# PROBLEMA DA RISOLVERE
In base all'articolo sul delitto Yara, rispondi a queste domande:
1. Quante delle cinque donne erano presenti in aula?
2. Chi era Giuseppe Guerinoni e quando è morto?
3. A chi rivolge Bossetti l'ultimo sguardo prima di essere riportato in carcere?

# TESTO FORNITO
Delitto Yara, l’ergastolo per Bossetti I silenzi della madre, i dubbi della moglie: 5 donne chiave dell’inchiesta
Da prova
cruciale, gli altri indizi e l’assenza di alibi. Così si è arrivati alla
condanna di «Ignoto Uno». I ruoli del pm Letizia Ruggeri, del gip Ezia
Maccora, della madre Ester Arzuffi, della moglie Marita Comi e del
giudice Antonella Bertoja
L’ultimo sguardo disperato prima di
essere riportato in carcere per scontare l’ergastolo è per sua moglie
Marita Comi. Una richiesta di aiuto, una supplica rivolta a una delle
cinque donne che hanno segnato questo processo e soprattutto la sua
vita. Perché sono state loro, ognuna con un ruolo diverso, a
«inchiodare» Massimo Bossetti come l’assassino di Yara Gambirasio. Tre
sono in aula, due hanno atteso il verdetto a casa. Tutte sono pedine
fondamentali di una vicenda che segnerà la storia giudiziaria italiana.
Perché per la prima volta l’indagine su
un omicidio si è svolta al contrario, partendo da un codice genetico.
Dopo l’uscita di scena di Mohamed Fikri — il marocchino subito indiziato
e poi completamente scagionato — non c’erano altri sospettati. Gli
investigatori avevano soltanto la certezza che «Ignoto 1», l’uomo che
aveva lasciato il proprio Dna sugli slip e sui leggings della giovane
vittima, fosse il figlio illegittimo di Giuseppe Guerinoni, autista di
pullman morto nel 1999. E da lì si è partiti comparando migliaia di
tracce, ricostruendo tassello dopo tassello una vicenda incredibile.
Fino ad arrivare a quel muratore con i capelli tinti, il pizzetto
biondo, la fissazione per l’abbronzatura.

Record di dati:
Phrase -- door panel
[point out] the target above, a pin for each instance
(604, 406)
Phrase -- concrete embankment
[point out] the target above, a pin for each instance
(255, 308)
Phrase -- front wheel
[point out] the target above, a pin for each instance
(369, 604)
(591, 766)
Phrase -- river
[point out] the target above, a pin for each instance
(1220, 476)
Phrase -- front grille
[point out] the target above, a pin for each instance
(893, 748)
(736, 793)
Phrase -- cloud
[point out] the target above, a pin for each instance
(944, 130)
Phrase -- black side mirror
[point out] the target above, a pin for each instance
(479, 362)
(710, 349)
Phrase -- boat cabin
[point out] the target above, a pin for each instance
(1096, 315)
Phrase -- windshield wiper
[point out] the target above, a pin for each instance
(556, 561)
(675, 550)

# RISULTATO DELL'ESERCIZIO
1. Tre.
2. Un autista di pullman, morto nel 1999.
3. A sua moglie Marita Comi.